ACTIVITIES ▸
• a. In the passage on affirmative action, what share of African Americans at selective colleges did one study find to be middle or upper class?
• b. Write a continuation of the passage on affirmative action, picking up after its final sentence.

*** Opening of EXCERPTED PASSAGE ***

The Poor People’s Campaign reached out to poor whites, many of whom felt most threatened by the civil rights movement’s successes in black equality, as well as impoverished migrant farm workers who harvested the nation’s food and Native Americans who languished on reservations. Injustice anywhere, King said, was a threat to justice everywhere.
Race-based and gender-based affirmative action
This leads me to the topic of affirmative action and its usefulness in addressing injustices.
In another post, I argued that affirmative action should first and foremost be based on the wealth and well-being of individuals.
Pseudo-progressive passionately disagree and believe it should always only be based on gender and race even if this leads one to privilege a wealthy woman over a poor man in quite a few cases.
Richard D. Kahlenberg is an American scholar having spent considerable time analysing affirmative action in higher education.
On the whole, university leaders much prefer the prevailing system of racial preference in admission, which ignores issues of economic inequality and instead focuses, as Walter Benn Michaels acidly observes, on “what color skin the rich kids have.” (One study found that almost nine in ten African Americans at selective colleges are middle or upper class— though the whites were even wealthier.)

*** Close of EXCERPTED PASSAGE ***
*** Opening of RECORDS ***

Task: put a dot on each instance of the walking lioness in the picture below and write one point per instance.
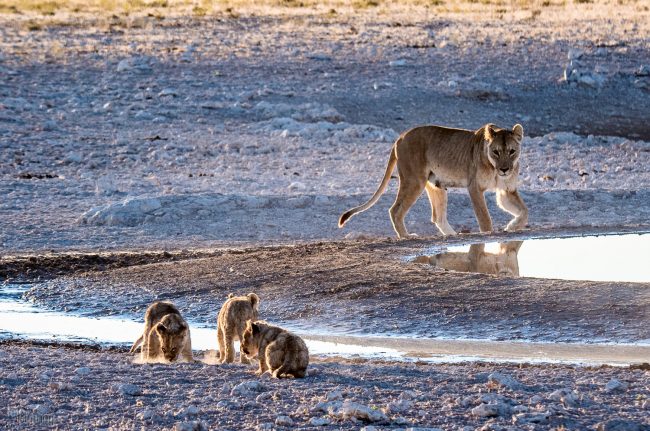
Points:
(433, 158)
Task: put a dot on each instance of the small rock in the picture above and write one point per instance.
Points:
(401, 420)
(284, 421)
(643, 70)
(485, 411)
(531, 418)
(319, 422)
(565, 396)
(575, 54)
(504, 380)
(167, 92)
(616, 385)
(190, 426)
(129, 389)
(191, 411)
(619, 425)
(123, 65)
(248, 388)
(296, 185)
(334, 395)
(397, 63)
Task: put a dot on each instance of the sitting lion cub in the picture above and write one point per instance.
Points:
(279, 351)
(231, 323)
(433, 158)
(166, 334)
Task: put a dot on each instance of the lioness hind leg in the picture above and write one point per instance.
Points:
(511, 202)
(438, 199)
(410, 190)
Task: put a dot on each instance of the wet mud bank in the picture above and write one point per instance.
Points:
(365, 287)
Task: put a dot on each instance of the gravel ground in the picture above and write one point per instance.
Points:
(75, 388)
(262, 126)
(138, 131)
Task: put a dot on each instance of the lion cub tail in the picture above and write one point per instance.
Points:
(255, 300)
(392, 161)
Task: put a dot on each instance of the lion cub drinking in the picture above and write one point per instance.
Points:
(433, 158)
(279, 351)
(166, 334)
(231, 323)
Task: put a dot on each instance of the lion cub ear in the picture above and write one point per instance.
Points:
(488, 132)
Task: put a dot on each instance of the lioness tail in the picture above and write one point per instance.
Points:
(392, 161)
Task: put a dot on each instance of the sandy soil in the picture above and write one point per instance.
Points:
(252, 128)
(60, 387)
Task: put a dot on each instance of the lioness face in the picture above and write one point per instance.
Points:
(503, 149)
(172, 338)
(250, 340)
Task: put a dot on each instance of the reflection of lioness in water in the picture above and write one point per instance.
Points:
(166, 334)
(433, 158)
(503, 262)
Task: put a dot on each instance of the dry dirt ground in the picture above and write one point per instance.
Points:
(162, 130)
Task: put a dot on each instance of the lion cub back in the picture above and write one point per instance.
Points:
(236, 311)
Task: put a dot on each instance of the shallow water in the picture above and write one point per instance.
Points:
(622, 258)
(20, 319)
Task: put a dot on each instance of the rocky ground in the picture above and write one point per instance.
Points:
(50, 387)
(259, 126)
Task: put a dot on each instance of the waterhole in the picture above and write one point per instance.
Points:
(20, 319)
(623, 258)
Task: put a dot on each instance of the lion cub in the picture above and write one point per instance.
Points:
(166, 334)
(279, 351)
(231, 323)
(434, 158)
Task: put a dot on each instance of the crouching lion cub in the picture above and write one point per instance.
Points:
(231, 324)
(279, 351)
(166, 334)
(433, 158)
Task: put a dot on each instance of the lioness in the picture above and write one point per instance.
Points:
(502, 263)
(279, 351)
(433, 158)
(231, 323)
(166, 334)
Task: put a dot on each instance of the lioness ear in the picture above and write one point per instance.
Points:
(488, 132)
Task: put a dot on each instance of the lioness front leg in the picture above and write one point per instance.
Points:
(511, 202)
(263, 366)
(438, 199)
(480, 208)
(410, 190)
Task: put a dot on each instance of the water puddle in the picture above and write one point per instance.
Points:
(622, 258)
(20, 319)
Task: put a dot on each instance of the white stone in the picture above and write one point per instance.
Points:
(615, 385)
(123, 65)
(284, 421)
(319, 422)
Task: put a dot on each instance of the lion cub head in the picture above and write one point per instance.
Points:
(172, 332)
(250, 342)
(503, 147)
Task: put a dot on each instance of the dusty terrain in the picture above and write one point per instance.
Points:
(219, 146)
(67, 388)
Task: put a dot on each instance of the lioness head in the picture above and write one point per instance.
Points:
(172, 331)
(251, 339)
(503, 147)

*** Close of RECORDS ***

RESULTS FOR EACH TASK ▸
• a. Almost nine in ten.

• b.
Recruiting fairly privileged students of color is far less expensive than including low-income and working-class kidsof all races. While higher education’s vigorous defense of affirmative action on one level represents a sincere desire for greater racial equality, it has another less virtuous side to it, as racial preferences avoid the hard work of addressing deeply rooted inequalities and instead provide what Stephen Carter has called “racial justice on the cheap.”
Most notably, in the late 1960s, before his death, Dr. Martin Luther King Jr. wrestled with the issue of how best to remedy our nation’s history of discrimination. On the one hand, he argued in his 1964 book Why We Can’t Wait that compensation is due to black Americans. “It is impossible to create a formula for the future which does not take into account that our society has been doing something special against the Negro for hundreds of years,” he wrote.
In the book, and in subsequent testimony before the Kerner Commission in 1967, King called for “compensatory consideration,” noting, “if a man is entered at the starting line in a race three hundred years after another man, the first would have to perform some impossible feat in order to catch up with his fellow runner.” But instead of urging adoption of a special program for blacks, as some civil rights leaders had done, King called for a color-blind Bill of Rights for the Disadvantaged:
“While Negroes form the vast majority of America’s disadvantaged, there are millions of white poor who would also benefit from such a bill.”
“It is a simple matter of justice that America, in dealing creatively with the task of raising the Negro from backwardness, should also be rescuing a large stratum of the forgotten white poor.”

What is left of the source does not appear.